━━ DATA TO PROCESS

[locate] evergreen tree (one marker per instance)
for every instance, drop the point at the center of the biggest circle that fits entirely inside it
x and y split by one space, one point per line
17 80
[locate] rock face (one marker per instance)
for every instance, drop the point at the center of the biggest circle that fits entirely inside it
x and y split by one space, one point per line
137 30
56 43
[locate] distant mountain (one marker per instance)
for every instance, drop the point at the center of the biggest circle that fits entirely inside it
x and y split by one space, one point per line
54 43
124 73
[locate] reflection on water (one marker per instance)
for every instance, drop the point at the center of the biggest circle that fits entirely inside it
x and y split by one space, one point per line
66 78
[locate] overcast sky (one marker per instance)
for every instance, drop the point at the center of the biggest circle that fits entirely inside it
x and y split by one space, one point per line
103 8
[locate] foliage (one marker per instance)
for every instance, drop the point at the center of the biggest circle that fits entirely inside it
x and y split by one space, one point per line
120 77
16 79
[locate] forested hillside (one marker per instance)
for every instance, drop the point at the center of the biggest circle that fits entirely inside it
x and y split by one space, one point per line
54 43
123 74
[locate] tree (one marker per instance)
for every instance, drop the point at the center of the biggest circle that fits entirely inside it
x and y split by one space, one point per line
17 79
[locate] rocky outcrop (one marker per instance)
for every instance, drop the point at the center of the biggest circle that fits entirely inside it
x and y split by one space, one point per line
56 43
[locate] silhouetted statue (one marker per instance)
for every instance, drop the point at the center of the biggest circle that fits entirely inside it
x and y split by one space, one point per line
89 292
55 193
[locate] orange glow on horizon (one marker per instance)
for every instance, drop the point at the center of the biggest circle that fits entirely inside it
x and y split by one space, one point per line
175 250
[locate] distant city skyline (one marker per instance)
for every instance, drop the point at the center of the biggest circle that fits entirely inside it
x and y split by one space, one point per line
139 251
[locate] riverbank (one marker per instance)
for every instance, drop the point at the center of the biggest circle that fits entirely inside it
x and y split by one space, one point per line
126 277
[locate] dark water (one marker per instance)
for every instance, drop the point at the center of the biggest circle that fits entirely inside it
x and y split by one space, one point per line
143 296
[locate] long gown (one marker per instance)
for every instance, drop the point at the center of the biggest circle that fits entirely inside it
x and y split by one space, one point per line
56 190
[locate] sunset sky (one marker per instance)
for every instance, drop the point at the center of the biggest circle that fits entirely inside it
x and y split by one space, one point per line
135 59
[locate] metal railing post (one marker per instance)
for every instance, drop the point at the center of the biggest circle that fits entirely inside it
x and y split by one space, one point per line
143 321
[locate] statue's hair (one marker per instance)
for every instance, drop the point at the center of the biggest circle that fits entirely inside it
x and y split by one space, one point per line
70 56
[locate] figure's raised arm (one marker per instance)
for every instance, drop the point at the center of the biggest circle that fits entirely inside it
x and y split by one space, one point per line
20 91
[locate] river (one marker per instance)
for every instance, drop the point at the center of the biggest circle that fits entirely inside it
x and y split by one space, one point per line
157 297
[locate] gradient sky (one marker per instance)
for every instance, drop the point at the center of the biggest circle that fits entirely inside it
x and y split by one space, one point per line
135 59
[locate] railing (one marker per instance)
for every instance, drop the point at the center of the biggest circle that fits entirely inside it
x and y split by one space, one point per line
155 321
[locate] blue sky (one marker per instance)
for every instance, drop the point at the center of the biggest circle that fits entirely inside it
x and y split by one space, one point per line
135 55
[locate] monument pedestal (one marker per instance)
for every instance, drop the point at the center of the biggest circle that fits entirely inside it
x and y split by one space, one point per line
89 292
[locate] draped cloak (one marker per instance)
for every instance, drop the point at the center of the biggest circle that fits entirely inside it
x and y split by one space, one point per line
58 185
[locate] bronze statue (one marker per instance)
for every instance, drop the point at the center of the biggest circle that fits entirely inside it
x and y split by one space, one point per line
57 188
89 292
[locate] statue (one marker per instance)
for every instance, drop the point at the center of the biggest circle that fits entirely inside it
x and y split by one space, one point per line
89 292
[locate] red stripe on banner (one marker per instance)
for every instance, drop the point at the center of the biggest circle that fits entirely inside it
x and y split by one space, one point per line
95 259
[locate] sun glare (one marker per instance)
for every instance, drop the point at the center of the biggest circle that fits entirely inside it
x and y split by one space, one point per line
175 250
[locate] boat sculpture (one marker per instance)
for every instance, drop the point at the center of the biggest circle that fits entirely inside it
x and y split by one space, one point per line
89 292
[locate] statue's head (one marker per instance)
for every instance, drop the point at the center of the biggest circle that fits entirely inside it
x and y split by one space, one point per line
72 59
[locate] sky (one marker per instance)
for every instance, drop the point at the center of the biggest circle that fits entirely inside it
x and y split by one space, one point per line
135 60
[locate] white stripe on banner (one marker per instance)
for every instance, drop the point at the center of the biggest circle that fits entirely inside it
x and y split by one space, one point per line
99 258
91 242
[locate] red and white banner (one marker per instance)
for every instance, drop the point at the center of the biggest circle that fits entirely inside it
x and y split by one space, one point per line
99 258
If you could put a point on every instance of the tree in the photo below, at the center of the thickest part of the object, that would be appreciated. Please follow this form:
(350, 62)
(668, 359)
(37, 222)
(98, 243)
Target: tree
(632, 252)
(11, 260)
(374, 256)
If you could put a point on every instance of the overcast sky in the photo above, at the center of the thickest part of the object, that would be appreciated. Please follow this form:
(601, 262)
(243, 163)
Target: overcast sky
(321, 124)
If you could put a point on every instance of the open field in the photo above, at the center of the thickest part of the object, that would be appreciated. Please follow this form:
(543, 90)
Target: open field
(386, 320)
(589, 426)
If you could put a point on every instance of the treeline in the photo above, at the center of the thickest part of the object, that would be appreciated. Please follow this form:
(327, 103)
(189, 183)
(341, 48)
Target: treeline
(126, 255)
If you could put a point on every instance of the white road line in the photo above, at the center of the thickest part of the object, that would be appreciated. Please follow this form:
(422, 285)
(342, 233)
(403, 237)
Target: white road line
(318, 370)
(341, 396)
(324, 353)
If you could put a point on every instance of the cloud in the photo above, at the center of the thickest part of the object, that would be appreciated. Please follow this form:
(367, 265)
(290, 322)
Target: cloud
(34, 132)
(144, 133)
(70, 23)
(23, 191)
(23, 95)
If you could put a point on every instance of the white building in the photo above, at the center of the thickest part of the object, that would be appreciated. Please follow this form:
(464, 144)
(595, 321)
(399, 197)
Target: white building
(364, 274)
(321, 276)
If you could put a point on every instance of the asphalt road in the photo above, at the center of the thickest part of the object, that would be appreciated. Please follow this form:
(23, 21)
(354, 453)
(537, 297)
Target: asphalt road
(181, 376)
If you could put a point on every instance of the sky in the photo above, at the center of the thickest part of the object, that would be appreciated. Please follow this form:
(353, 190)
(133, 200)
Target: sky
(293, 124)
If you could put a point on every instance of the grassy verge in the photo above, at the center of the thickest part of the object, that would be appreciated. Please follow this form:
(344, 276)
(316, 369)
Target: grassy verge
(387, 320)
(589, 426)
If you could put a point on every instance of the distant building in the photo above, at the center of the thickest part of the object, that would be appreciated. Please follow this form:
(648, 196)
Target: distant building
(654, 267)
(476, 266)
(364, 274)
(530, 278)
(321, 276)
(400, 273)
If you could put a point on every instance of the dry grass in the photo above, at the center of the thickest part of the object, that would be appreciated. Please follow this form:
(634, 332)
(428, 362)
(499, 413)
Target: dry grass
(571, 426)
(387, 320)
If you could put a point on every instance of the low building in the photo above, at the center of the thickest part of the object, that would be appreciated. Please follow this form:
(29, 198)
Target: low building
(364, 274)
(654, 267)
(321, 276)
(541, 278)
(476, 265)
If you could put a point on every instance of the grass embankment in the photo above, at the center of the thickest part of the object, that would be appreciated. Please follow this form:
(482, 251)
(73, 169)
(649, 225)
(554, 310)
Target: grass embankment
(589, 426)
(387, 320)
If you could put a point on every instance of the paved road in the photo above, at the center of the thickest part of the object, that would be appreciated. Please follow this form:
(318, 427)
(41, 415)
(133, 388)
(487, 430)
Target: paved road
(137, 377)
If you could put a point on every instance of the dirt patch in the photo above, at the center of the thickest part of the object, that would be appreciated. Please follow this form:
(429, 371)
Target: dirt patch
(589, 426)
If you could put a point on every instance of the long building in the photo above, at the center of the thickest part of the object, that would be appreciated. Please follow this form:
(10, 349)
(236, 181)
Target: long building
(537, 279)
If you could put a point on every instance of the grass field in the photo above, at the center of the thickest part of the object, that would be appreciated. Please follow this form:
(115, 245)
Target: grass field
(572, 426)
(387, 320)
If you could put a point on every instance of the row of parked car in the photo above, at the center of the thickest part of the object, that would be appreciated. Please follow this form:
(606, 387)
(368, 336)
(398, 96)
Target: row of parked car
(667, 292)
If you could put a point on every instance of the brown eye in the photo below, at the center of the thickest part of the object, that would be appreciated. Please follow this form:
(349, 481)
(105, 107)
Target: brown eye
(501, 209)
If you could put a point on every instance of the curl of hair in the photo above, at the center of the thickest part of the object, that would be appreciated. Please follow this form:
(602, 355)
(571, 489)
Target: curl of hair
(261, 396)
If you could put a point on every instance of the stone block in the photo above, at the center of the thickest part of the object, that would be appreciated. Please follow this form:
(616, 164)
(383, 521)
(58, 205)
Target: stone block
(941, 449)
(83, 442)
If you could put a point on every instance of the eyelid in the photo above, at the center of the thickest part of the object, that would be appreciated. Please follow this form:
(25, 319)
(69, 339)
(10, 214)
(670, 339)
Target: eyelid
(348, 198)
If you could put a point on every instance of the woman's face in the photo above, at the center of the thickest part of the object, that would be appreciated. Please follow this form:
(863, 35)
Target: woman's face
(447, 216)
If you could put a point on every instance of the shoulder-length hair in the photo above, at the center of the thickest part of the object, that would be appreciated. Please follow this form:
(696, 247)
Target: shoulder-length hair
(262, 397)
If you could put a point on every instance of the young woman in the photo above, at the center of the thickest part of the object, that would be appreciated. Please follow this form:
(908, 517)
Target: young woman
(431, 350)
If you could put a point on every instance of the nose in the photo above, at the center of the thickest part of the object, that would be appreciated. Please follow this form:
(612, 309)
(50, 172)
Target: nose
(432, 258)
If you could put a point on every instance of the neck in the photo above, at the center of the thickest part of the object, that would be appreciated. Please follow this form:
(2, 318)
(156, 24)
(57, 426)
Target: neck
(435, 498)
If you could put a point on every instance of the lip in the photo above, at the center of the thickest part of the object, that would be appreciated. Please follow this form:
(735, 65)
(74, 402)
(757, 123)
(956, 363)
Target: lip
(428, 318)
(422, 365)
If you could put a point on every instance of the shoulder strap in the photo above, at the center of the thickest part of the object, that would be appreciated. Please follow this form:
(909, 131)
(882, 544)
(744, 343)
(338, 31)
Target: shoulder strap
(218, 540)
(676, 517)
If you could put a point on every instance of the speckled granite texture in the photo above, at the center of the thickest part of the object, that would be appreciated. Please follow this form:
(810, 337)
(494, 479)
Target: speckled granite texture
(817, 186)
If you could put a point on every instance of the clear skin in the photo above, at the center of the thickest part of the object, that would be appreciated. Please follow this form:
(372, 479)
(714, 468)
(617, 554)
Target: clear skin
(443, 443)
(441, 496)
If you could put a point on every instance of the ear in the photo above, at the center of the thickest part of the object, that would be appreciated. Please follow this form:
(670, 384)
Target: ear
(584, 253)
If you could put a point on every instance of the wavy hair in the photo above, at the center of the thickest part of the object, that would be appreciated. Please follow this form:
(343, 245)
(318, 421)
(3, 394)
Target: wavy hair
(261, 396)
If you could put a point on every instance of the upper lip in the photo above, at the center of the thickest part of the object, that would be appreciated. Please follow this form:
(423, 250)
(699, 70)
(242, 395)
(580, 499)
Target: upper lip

━━━━

[EXERCISE OBJECTIVE]:
Return precisely the lines of the records, starting with the line that holds "instance of the ear" and ending with the last one.

[FULL OUTPUT]:
If you could put a point on every instance of the ear in the photo above, at the center of the thickest part of the object, that would be appreciated. Please follow this form:
(670, 384)
Target: ear
(584, 253)
If you could put a point on every instance of the wavy hair in the photo above, at the center of the thickest part of the object, that would be appreciated. Please follow this form:
(343, 245)
(318, 421)
(3, 394)
Target: wavy hair
(261, 396)
If you could put a point on every instance of the upper lip in the photo above, at the center of the thickest part of the object, that would be appreciated. Please follow this form:
(423, 250)
(699, 70)
(242, 395)
(580, 499)
Target: upper lip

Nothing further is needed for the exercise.